- _Required action_:
Nothing but an exact repetition of the entries should appear in the answer.

- _Records for the task_:

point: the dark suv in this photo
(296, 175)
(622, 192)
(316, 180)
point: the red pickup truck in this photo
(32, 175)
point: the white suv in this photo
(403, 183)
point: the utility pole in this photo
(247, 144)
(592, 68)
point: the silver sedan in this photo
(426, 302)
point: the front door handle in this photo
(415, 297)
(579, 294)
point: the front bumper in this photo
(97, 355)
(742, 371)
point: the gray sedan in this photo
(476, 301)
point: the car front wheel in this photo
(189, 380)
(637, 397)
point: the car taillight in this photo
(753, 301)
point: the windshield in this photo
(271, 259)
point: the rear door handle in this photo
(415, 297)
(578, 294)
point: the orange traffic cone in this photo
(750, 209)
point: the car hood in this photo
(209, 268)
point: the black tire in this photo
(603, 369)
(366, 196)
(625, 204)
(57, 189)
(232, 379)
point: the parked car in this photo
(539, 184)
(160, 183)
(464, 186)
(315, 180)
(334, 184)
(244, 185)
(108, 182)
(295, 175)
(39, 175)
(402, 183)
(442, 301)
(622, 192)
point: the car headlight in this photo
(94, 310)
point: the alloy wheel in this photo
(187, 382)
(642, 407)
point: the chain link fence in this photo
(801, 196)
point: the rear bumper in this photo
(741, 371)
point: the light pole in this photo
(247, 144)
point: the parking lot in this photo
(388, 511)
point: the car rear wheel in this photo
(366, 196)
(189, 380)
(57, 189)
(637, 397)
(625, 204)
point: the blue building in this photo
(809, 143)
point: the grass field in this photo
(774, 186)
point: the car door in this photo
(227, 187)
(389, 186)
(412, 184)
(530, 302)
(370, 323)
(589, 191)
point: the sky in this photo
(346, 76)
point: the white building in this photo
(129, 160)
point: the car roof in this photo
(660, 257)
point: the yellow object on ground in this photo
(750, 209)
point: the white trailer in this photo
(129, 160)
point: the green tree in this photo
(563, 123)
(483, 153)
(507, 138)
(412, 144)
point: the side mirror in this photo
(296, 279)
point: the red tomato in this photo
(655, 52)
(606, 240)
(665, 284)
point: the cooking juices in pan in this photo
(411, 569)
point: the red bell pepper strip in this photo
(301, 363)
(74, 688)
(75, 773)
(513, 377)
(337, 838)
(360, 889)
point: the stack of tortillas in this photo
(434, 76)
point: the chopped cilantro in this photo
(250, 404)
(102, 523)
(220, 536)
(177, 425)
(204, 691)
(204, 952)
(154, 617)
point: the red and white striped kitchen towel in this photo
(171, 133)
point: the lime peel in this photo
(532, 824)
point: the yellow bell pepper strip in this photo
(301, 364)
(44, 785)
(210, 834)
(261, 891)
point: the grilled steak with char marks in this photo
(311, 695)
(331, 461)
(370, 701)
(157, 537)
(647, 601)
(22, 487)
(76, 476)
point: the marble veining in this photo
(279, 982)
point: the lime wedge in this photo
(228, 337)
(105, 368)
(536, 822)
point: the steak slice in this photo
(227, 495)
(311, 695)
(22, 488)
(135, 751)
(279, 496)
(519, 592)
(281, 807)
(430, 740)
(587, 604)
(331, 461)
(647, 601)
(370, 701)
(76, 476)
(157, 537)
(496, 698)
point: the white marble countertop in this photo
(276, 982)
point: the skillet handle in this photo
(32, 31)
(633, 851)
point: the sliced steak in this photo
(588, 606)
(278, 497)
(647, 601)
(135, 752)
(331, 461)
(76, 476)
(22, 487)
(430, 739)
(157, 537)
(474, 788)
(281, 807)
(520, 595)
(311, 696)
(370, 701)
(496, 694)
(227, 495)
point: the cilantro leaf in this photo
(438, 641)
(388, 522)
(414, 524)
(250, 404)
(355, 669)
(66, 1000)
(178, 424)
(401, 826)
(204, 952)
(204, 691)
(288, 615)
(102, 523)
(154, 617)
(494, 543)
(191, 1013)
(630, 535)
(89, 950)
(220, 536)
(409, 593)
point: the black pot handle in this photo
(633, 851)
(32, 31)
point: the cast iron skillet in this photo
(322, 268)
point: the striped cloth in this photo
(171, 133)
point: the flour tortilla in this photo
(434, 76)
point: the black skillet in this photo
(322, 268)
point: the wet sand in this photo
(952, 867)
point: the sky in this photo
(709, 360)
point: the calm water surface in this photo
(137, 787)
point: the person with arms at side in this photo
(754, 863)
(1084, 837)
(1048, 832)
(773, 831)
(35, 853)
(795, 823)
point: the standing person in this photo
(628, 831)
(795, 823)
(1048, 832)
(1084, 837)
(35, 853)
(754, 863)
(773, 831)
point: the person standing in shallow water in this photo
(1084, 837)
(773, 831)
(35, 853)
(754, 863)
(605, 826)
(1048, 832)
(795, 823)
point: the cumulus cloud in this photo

- _Written answer_:
point: the dark suv in this photo
(296, 175)
(622, 192)
(316, 180)
point: the red pickup truck in this photo
(32, 175)
point: the white suv in this photo
(403, 183)
point: the utility pole in this photo
(247, 144)
(592, 68)
point: the silver sedan in this photo
(426, 302)
point: the front door handle in this photo
(415, 297)
(579, 294)
point: the front bumper in this photo
(97, 355)
(742, 371)
point: the gray sedan in this photo
(476, 301)
point: the car front wheel in this photo
(189, 380)
(637, 397)
point: the car taillight in this photo
(753, 301)
point: the windshield in this photo
(271, 259)
point: the rear door handle in this photo
(415, 297)
(578, 294)
point: the orange traffic cone in this photo
(750, 209)
point: the car hood in this photo
(209, 268)
point: the black tire in this photo
(603, 369)
(366, 196)
(625, 204)
(57, 189)
(232, 379)
point: the parked car in this photo
(539, 184)
(160, 183)
(464, 186)
(315, 180)
(334, 184)
(244, 185)
(108, 182)
(295, 175)
(39, 175)
(402, 183)
(442, 301)
(622, 192)
point: the car headlight in this photo
(94, 310)
point: the alloy wheel in this photo
(187, 382)
(642, 407)
point: the chain link fence in this photo
(801, 196)
point: the rear bumper in this photo
(741, 371)
point: the light pole in this photo
(247, 144)
point: the parking lot in this photo
(388, 511)
point: the car rear wheel in this photo
(366, 196)
(189, 380)
(57, 189)
(637, 397)
(625, 204)
point: the blue building in this photo
(809, 143)
point: the grass field in this photo
(774, 186)
point: the car door in this photo
(227, 187)
(389, 186)
(412, 184)
(530, 302)
(370, 323)
(589, 191)
point: the sky in this photo
(346, 76)
point: the white building in this photo
(129, 160)
point: the car roof in this photo
(660, 257)
point: the yellow object on ground in this photo
(750, 209)
point: the white trailer in this photo
(129, 160)
point: the green tree in this photo
(563, 123)
(483, 153)
(507, 138)
(412, 144)
point: the side mirror in this photo
(296, 279)
point: the red tomato in this photo
(655, 52)
(606, 240)
(665, 284)
point: the cooking juices in pan in this photo
(411, 569)
point: the red bell pepper strip in this photo
(301, 363)
(74, 688)
(75, 773)
(513, 377)
(337, 838)
(360, 889)
point: the stack of tortillas in this photo
(434, 76)
point: the chopped cilantro in this photo
(250, 404)
(102, 523)
(220, 536)
(177, 425)
(204, 691)
(204, 952)
(154, 617)
point: the red and white striped kitchen towel in this photo
(171, 133)
point: the lime peel in this photo
(532, 824)
point: the yellow bell pepper strip in this photo
(301, 364)
(44, 785)
(210, 834)
(261, 891)
point: the grilled steak with char marks in this photo
(311, 695)
(331, 461)
(370, 701)
(157, 537)
(647, 601)
(22, 487)
(76, 476)
point: the marble veining in this photo
(279, 982)
point: the lime wedge in this photo
(228, 337)
(105, 368)
(536, 822)
point: the steak slice in this photo
(227, 495)
(311, 695)
(22, 488)
(135, 751)
(279, 496)
(519, 592)
(281, 807)
(430, 740)
(587, 604)
(331, 461)
(647, 601)
(370, 701)
(76, 476)
(157, 537)
(496, 698)
point: the white marble countertop in this photo
(276, 982)
point: the skillet handle in this photo
(32, 31)
(633, 851)
point: the sliced steak in this photo
(588, 606)
(278, 497)
(647, 601)
(135, 752)
(331, 461)
(76, 476)
(22, 487)
(430, 739)
(157, 537)
(474, 788)
(281, 807)
(520, 595)
(311, 696)
(370, 701)
(496, 694)
(227, 495)
point: the cilantro leaf in this photo
(438, 641)
(388, 522)
(414, 524)
(250, 404)
(355, 669)
(66, 1000)
(178, 424)
(401, 826)
(204, 952)
(204, 691)
(288, 615)
(102, 523)
(154, 617)
(494, 543)
(191, 1013)
(630, 535)
(89, 950)
(220, 536)
(409, 593)
point: the black pot handle in this photo
(633, 851)
(32, 31)
point: the cast iron skillet in this photo
(322, 268)
point: the striped cloth in this photo
(171, 133)
point: the flour tortilla in this photo
(434, 76)
point: the black skillet in this photo
(322, 268)
point: the wet sand in this photo
(952, 867)
point: the sky in this photo
(709, 360)
point: the calm water surface in this photo
(137, 787)
point: the person with arms at side in this photo
(754, 863)
(1084, 837)
(1048, 832)
(773, 831)
(35, 853)
(795, 823)
point: the standing person in this photo
(628, 831)
(795, 823)
(1048, 832)
(1084, 837)
(35, 853)
(754, 863)
(773, 831)
point: the person standing in shallow water in this photo
(1084, 837)
(773, 831)
(35, 853)
(754, 863)
(605, 826)
(1048, 832)
(795, 823)
point: the cumulus cloud in this photo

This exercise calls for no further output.